■ 理解度チェック
**A.** ページ抜粋のうち、「けど、そこまで特別感ありますか?医療ですからね。」で始まり「別に難症例手当なんてつきませんよ。」までの部分を書き写してください。
**B.** 次の(i)〜(iii)がページ抜粋の内容と一致するかを「はい」か「いいえ」で答え、判断の根拠となる箇所を原文のまま引用してください。
(i) 手間がかかりリスクが高い白内障手術でも、保険点数は変わらない。
(ii) 患者から徴収する料金は、院内の見やすい場所に掲示する必要がある。
(iii) 本療養の実施状況は、3年ごとに報告すればよい。
**C.** ページ抜粋をもとに、次の問いに答えてください。
(i) 本療養を実施する場合、患者から徴収する料金等の内容は誰に報告する必要がありますか。
(ii) その報告の際には、何の購入価格を示す資料の添付が求められますか。
(iii) プラスアルファを求める場合は、どうしようと書かれていますか。

■ ページ抜粋
*****

けど、そこまで特別感ありますか?医療ですからね。
そりゃチン氏帯ぐらぐらのmatureだって、結構、嫌なもんです。
もともと期待値が低いので楽だよっていう人もいるかもしれませんが、その考え方もなんでしょうかね。。
浅前房の視力いい人の白内障だって、気をつかうでしょ?オンリーアイならさらに。
他の手術でもそうですが、同じ白内障でも色々あり、手間がかかりリスクが高いものもある中で、保険点数は一緒です。
別に難症例手当なんてつきませんよ。
総括して、手間等で多焦点眼内レンズの手術対価が割に合わないとかは、理由としては現状、無視していいぐらいのものになるわけです。
今までの粗利が良すぎただけなんです。
逆に言うと、プラスアルファに関して求めるのであれば、自由診療でしましょうということなんです。
多焦点レンズの選定療養化に伴うネガティブ面 その2
続いて、選定療養に伴うその他のネガティブ面を見てみます。医師側にとってのですけどね。
掲示と報告
患者から徴収する料金をそれぞれの製品について、本療養の趣旨も含めて、院内の見やすい場所に患者にとって分かりやすい方式で掲示してください。
本療養を実施する場合(内容を変更する場合も含む)は、患者から徴収する料金等の内容について、地方厚生(支)局長に報告が必要です。その際、多焦点眼内レンズ(製品毎)の購入価格と、通常の水晶体再建術で使用している主な眼内レンズの購入価格を示す資料の添付が求められます。
また、本療養を実施した場合は、毎年、その実施状況について、地方厚生(支)局長に報告が必要です。引用:日本眼科学会より
こちらは、日本眼科学会に掲示されている、多焦点眼内レンズの運用に関する指針の続きになります。

*****

■ データ一覧
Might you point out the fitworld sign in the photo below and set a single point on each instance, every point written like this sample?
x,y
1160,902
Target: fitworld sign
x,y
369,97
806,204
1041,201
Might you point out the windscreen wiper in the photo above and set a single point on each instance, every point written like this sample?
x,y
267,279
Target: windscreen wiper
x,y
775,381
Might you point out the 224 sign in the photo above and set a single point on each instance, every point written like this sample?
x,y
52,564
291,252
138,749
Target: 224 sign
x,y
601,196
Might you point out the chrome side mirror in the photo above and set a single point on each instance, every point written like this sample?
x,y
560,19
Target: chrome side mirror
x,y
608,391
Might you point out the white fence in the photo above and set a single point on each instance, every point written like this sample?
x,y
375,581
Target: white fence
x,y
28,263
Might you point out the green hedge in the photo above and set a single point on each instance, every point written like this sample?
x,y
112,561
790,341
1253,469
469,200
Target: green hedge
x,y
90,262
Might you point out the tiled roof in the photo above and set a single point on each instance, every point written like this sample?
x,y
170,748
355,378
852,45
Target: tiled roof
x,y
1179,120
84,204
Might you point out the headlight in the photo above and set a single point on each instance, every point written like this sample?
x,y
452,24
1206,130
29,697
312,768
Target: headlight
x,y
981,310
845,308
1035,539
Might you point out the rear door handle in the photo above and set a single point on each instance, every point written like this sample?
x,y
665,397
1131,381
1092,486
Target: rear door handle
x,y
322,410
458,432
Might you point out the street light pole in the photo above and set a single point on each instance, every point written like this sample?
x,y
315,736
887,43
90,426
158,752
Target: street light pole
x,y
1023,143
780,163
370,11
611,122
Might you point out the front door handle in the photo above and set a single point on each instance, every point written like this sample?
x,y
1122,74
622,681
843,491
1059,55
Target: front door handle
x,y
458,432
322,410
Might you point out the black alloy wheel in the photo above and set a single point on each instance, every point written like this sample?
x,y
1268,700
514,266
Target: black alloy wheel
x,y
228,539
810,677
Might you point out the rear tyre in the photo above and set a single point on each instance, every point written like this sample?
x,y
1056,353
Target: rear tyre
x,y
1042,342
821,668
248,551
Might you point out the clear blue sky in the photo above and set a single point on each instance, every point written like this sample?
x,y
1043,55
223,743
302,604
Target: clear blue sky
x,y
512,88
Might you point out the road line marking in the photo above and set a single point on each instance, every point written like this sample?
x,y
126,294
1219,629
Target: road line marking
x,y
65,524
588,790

*****

■ 問題別の解答
**A.**
けど、そこまで特別感ありますか?医療ですからね。
そりゃチン氏帯ぐらぐらのmatureだって、結構、嫌なもんです。
もともと期待値が低いので楽だよっていう人もいるかもしれませんが、その考え方もなんでしょうかね。。
浅前房の視力いい人の白内障だって、気をつかうでしょ?オンリーアイならさらに。
他の手術でもそうですが、同じ白内障でも色々あり、手間がかかりリスクが高いものもある中で、保険点数は一緒です。
別に難症例手当なんてつきませんよ。

**B.**
(i) はい。「手間がかかりリスクが高いものもある中で、保険点数は一緒です。」
(ii) はい。「院内の見やすい場所に患者にとって分かりやすい方式で掲示してください。」
(iii) いいえ。「毎年、その実施状況について、地方厚生(支)局長に報告が必要です。」

**C.**
(i) 地方厚生(支)局長
(ii) 多焦点眼内レンズ(製品毎)の購入価格と、通常の水晶体再建術で使用している主な眼内レンズの購入価格
(iii) 自由診療でしましょう